Faculty Recruiting Seminar - Anita Donlic
Jan
28
2026
The Department of Chemistry presents: Anita Donlic
Princeton University
Title: Chemical and AI-Guided Approaches to Decoding and Modulating RNA Function
Location: WEL 2.122
Refreshments served at 3:15pm
Although most of the human genome encodes non-protein-coding RNAs, how their structures and interactions generate regulatory function in cells remains poorly understood. These structure–function principles are central to uncovering how RNA misregulation drives disease and to advancing therapeutic strategies where protein-centric approaches have fallen short. Chemical biology provides the means to probe and perturb RNA function with molecular and spatiotemporal precision, but compared to proteins, RNAs lack broadly accessible strategies for selective modulation or live-cell activity readouts. This talk will present chemical, data-analytic, and imaging approaches developed to overcome these limitations.

### INFORMATION GIVEN:
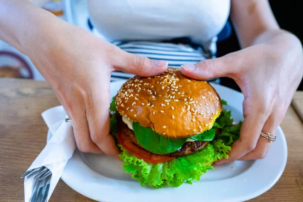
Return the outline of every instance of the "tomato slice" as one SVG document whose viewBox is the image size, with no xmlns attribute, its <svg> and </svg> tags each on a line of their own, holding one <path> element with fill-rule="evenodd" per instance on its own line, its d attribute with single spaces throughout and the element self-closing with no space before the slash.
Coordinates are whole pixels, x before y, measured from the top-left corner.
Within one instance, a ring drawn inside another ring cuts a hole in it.
<svg viewBox="0 0 303 202">
<path fill-rule="evenodd" d="M 166 162 L 175 158 L 175 157 L 170 157 L 168 155 L 157 155 L 152 153 L 145 149 L 140 148 L 132 141 L 128 135 L 121 132 L 119 129 L 117 131 L 117 134 L 118 139 L 123 148 L 133 155 L 138 158 L 143 159 L 145 161 L 158 164 Z"/>
</svg>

### EXERCISE PROMPT:
Continue the seminar announcement above for Anita Donlic's talk on RNA function, picking up after its last sentence.

### ANSWER TO THIS PROBLEM:
I will begin with efforts to interrogate higher-order RNA structures using synthetic small molecules: after developing chemical probes against the MALAT1 triple helix, I used cheminformatics to uncover the molecular features that dictate binding affinity, selectivity, and functional modulation. In parallel, a curation and global analysis of a database RNA-binding ligands revealed generalizable design principles for selective recognition of diverse RNA secondary structures, providing a data-driven framework for targeting RNAs more broadly.
I will then examine biomolecular condensates, non-membrane compartments whose physical organization reflects the biochemical state of their resident RNA-driven processes. To quantitatively decode these morphological signatures, I developed Deep-Phase, an AI-powered platform that infers RNA biochemical state directly from microscopy images of condensates. I will show how Deep-Phase maps nucleolar morphology to disruptions in specific ribosome biogenesis pathways and enables scalable discovery of small molecules and interactions that modulate these processes. Together, these studies establish integrated chemical biology and AI-guided strategies for probing RNA activity across molecular and subcellular levels, ultimately paving the way for a unified framework that equips us to decode and correct RNA dysfunction in disease.